# Like Button Weirdness



## fossyant (7 Oct 2021)

Am I the only one that has to 'confirm' I want to "Like" a post, and even then I can't select a smiley - ie laughing or surprised.

Very odd


----------



## Ming the Merciless (7 Oct 2021)

Are you on tablet or physical keyboard ?


----------



## fossyant (7 Oct 2021)

Pooter keyboard


----------



## Dogtrousers (7 Oct 2021)

I've had this in the past. It says something like ... "Are you _quite sure _you want to like this rubbish?"


----------



## Ming the Merciless (7 Oct 2021)

fossyant said:


> Pooter keyboard



In which case nothing add at moment as I’m sure long pressing on a keyboard just brings up the sticky keys dialogue !


----------



## Scoosh (7 Oct 2021)

fossyant said:


> Am I the only one that has to 'confirm' I want to "Like" a post, and even then I can't select a smiley - ie laughing or surprised.
> 
> Very odd


Maybe it's because it's such a rare event, 'the system' wants to ensure you really, really – like seriously, you really want to 'Like' this post ?


----------



## fossyant (7 Oct 2021)

Tell the boss to fix it Scooshy !


----------



## fossyant (7 Oct 2021)

Oops, he has all working normally now !


----------



## fossyant (7 Oct 2021)

Oops, broken again !


----------



## Scoosh (7 Oct 2021)

Ah ! Clearly not a BOSS issue – perhaps more of a boss issue ?


----------



## fossyant (7 Oct 2021)

Summat weird going on as I've just been able to put a smiley in. Last post I had to 'accept a like'.


----------



## ColinJ (7 Oct 2021)

fossyant said:


> Last post I had to 'accept a like'.


I didn't. And I can insert a smiley too - yay!


----------



## Ming the Merciless (7 Oct 2021)




----------



## Archie_tect (7 Oct 2021)

Is a key sticking down on your keyboard? ... that usually happens to me... and why I've been striking through parts of the text I post!

• Your tasks
[A] From the like button thread, set down the stretch from "Ah ! Clearly" through "in. Last post I had to 'accept a like'.".
[B] Using the like button thread, decide whether each statement agrees with it. Answer yes or no, and quote the words that settle each one.
(i) fossyant was on a tablet when the problem came up.
(ii) ColinJ had to confirm a like before it went through.
(iii) Dogtrousers had run into this before.
[C] In the like button thread, condense the paragraph that begins "Is a key sticking down" while keeping its main facts.

• Data records
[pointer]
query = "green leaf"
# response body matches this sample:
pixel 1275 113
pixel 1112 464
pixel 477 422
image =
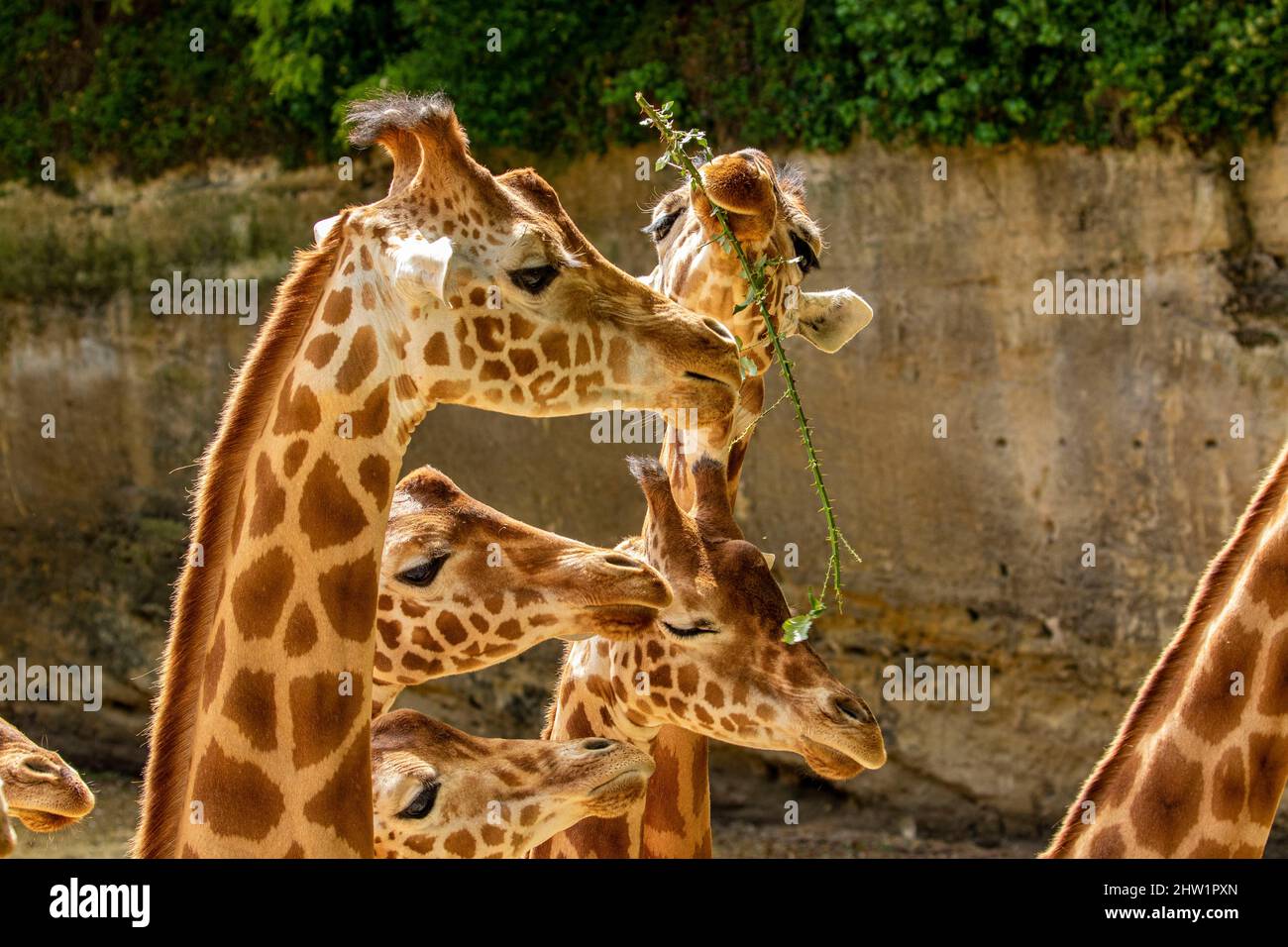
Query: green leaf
pixel 797 629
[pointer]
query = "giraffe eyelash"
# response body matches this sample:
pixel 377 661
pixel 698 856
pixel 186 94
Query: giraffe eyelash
pixel 702 629
pixel 662 226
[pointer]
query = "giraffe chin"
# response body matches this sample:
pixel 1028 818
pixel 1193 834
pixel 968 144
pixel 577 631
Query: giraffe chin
pixel 828 762
pixel 38 821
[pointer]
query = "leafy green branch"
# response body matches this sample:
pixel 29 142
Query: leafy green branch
pixel 756 273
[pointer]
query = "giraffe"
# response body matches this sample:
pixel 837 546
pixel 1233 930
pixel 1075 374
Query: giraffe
pixel 464 586
pixel 1199 762
pixel 767 211
pixel 40 789
pixel 445 793
pixel 8 840
pixel 458 286
pixel 713 664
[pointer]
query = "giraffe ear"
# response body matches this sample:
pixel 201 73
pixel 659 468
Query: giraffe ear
pixel 829 320
pixel 323 227
pixel 423 265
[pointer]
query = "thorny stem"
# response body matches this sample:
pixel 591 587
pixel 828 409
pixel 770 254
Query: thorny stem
pixel 798 628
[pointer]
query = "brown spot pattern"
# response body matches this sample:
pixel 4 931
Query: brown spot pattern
pixel 329 513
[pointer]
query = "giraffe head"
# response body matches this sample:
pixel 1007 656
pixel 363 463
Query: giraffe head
pixel 441 793
pixel 765 209
pixel 464 586
pixel 42 791
pixel 715 664
pixel 488 295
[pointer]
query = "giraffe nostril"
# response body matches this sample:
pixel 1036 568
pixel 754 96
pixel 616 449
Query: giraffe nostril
pixel 40 767
pixel 854 709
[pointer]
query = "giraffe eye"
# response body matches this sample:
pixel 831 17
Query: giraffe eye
pixel 702 628
pixel 424 574
pixel 662 226
pixel 807 258
pixel 423 802
pixel 533 278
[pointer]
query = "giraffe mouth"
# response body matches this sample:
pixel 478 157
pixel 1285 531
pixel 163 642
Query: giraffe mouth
pixel 699 376
pixel 38 821
pixel 630 780
pixel 832 763
pixel 618 621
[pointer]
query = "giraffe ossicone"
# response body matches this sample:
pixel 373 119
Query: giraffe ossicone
pixel 445 793
pixel 261 736
pixel 464 586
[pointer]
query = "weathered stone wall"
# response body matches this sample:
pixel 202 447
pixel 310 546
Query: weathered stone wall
pixel 1061 431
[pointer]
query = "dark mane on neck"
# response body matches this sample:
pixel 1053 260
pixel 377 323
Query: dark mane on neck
pixel 1155 697
pixel 223 470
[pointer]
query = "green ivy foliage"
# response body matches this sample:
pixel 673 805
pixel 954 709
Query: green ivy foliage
pixel 116 78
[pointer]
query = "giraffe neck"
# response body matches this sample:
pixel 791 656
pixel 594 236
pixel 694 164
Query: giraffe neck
pixel 1199 763
pixel 261 740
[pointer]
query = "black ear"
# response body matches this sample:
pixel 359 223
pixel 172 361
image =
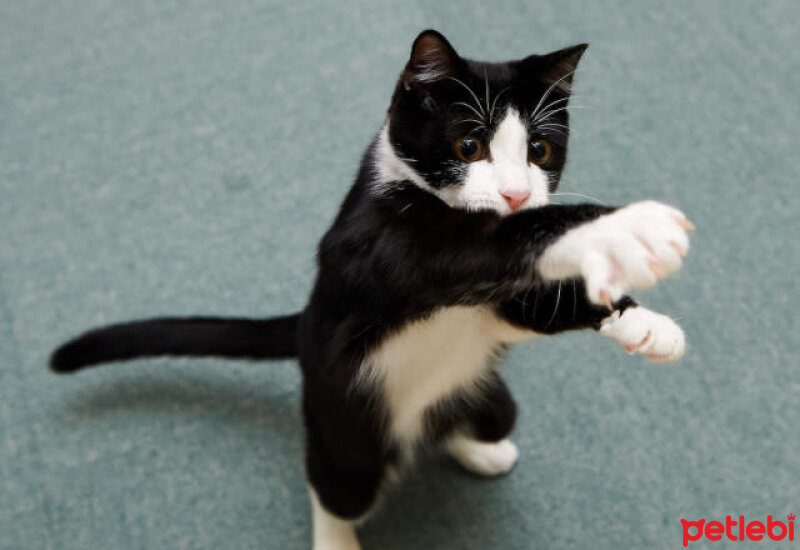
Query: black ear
pixel 432 59
pixel 558 68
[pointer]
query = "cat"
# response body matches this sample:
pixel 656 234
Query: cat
pixel 445 252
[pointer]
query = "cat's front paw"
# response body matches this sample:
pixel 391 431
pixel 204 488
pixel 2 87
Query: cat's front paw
pixel 628 249
pixel 639 330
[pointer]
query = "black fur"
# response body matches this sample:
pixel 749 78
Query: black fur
pixel 196 336
pixel 396 256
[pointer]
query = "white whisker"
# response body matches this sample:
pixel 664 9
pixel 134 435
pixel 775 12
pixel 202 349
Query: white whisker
pixel 475 97
pixel 595 199
pixel 550 89
pixel 494 103
pixel 471 108
pixel 486 82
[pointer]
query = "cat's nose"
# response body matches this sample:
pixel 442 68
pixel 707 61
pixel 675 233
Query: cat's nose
pixel 515 197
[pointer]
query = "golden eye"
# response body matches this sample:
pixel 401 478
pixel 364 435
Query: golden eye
pixel 468 149
pixel 539 151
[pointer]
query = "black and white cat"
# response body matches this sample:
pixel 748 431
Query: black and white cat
pixel 445 251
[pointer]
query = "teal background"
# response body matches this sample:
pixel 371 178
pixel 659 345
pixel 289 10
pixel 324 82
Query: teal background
pixel 163 157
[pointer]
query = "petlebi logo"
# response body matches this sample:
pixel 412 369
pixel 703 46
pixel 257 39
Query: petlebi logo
pixel 738 529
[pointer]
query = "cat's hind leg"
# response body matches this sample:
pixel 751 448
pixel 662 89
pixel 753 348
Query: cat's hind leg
pixel 480 442
pixel 345 462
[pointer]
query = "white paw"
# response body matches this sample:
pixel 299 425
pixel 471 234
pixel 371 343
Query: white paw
pixel 486 459
pixel 627 249
pixel 331 532
pixel 640 330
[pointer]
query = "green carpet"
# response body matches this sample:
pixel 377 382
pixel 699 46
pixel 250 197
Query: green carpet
pixel 185 157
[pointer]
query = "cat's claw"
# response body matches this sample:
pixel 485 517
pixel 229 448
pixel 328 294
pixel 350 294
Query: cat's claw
pixel 629 249
pixel 639 330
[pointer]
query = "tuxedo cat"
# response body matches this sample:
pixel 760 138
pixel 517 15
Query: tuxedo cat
pixel 446 250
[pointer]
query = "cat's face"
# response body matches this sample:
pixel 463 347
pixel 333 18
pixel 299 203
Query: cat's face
pixel 480 136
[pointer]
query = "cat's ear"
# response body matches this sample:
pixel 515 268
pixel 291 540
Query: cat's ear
pixel 432 59
pixel 558 68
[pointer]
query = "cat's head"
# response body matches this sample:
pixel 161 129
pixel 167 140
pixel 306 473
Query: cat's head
pixel 480 136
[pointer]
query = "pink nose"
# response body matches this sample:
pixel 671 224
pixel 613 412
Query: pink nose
pixel 515 197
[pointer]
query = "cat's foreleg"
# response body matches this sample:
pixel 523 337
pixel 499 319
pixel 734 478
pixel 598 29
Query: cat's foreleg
pixel 564 305
pixel 629 248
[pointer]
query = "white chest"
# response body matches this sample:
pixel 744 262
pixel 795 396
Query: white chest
pixel 428 360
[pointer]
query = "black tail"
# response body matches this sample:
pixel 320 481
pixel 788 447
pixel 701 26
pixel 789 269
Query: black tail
pixel 193 336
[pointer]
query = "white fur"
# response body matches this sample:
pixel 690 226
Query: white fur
pixel 508 171
pixel 487 459
pixel 627 249
pixel 430 359
pixel 331 532
pixel 652 334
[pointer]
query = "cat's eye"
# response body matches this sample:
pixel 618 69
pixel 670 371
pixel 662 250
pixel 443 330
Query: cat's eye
pixel 468 149
pixel 539 151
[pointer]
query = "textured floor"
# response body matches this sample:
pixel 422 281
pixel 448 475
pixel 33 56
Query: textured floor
pixel 185 157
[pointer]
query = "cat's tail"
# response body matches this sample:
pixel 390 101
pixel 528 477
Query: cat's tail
pixel 274 338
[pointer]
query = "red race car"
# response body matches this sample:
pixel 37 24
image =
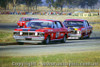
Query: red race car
pixel 41 31
pixel 23 20
pixel 78 28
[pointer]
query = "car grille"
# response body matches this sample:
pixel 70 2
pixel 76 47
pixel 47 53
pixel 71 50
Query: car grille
pixel 25 33
pixel 73 32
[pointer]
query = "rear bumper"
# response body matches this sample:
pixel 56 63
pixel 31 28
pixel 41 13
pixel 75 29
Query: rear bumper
pixel 28 39
pixel 74 36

• Solutions to the tasks
[A]
Ah ! Clearly not a BOSS issue – perhaps more of a boss issue ?


----------



## fossyant (7 Oct 2021)

Summat weird going on as I've just been able to put a smiley in. Last post I had to 'accept a like'.

[B]
(i) No: "Pooter keyboard"
(ii) No: "I didn't."
(iii) Yes: "I've had this in the past."

[C] Could a key on the keyboard be stuck? That often happens here, and it's why some of my posted text has been struck through.